**Brano fornito**
————————

In Hereditary c’era un momento totalmente inaspettato che cambiava la visione che lo spettatore aveva del film e che metteva le basi su cosa sarebbe successo da lì in poi. In quel film il momento avveniva dopo mezz’ora, in questo dopo più di un’ora. Altro esempio di come Aster si prenda il suo tempo fregandosene del divertimento dello spettatore, che se voleva divertirsi avrebbe dovuto scegliere più attentamente il film da andare a vedere. Questo momento è la morte degli anziani, la prima scena realmente grottesca della pellicola e che dimostra le influenze del regista da parte di maestri dell’orrore come Craven o Hooper, ma anche da parte di maestri assoluti come Bergman o Polanski.
Gli avvenimenti del film inoltre definiscono ancora di più i personaggi che accompagnano la protagonista, che rivelano la loro vera natura man mano che la storia procede.
Io li vorrei distinguere in tre tipologie di personaggi: Christian, ovvero l’edonista, e i suoi amici Josh, il menefreghista, e Mark, l’ignorante.
L’edonista si mostrerà sempre più meschino e ogni azione che farà avrà come base il suo piacere personale e non quello delle altre persone.
Egli soffrirà più di tutti per le sue azioni, ma di questo parleremo dopo.

————————

**Righe fornite**

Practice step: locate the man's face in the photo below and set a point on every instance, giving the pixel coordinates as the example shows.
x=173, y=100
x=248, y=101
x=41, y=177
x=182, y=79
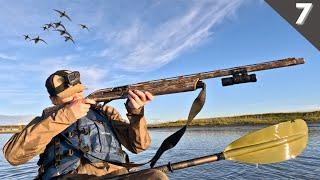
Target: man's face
x=60, y=101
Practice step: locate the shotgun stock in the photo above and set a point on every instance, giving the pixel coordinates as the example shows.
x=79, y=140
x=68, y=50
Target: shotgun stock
x=192, y=82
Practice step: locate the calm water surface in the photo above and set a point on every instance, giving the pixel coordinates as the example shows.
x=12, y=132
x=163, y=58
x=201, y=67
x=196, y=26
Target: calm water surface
x=204, y=141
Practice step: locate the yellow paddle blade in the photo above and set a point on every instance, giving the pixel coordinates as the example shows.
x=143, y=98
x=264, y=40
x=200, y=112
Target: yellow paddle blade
x=273, y=144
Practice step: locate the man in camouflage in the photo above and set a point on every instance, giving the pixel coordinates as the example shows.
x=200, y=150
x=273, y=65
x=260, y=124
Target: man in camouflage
x=60, y=133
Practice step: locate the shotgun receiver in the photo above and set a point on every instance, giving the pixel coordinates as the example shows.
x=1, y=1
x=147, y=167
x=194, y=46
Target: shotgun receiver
x=192, y=82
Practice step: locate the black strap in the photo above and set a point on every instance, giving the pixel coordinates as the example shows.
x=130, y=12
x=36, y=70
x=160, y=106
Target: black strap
x=173, y=139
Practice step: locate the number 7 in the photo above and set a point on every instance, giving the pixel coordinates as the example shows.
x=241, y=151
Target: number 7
x=305, y=12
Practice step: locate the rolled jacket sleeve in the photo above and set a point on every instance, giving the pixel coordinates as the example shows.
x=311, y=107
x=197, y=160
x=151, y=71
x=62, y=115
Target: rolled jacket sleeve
x=133, y=135
x=32, y=140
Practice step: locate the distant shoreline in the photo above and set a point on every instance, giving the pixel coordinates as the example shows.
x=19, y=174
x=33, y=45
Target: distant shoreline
x=254, y=119
x=242, y=120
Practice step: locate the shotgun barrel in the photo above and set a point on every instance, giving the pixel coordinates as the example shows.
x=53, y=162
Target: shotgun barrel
x=193, y=81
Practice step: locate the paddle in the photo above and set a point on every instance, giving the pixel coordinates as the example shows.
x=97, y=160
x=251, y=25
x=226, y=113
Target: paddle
x=273, y=144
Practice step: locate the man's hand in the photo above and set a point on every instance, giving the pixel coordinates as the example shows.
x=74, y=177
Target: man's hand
x=80, y=106
x=137, y=99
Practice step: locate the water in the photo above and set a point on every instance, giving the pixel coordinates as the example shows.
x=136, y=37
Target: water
x=205, y=141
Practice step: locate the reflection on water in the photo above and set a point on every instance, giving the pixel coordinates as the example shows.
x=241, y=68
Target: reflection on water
x=204, y=141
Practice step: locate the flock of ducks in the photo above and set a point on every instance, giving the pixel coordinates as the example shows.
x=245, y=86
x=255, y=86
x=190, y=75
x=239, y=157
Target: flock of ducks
x=56, y=26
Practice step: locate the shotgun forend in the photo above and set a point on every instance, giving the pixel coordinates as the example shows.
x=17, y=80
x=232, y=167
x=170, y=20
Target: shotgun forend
x=193, y=81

————————

**Lavoro richiesto**
Nel brano fornito, con quale appellativo viene definito il personaggio di Josh? Le righe non hanno qui alcun ruolo.

**Risultato corretto**
Il menefreghista.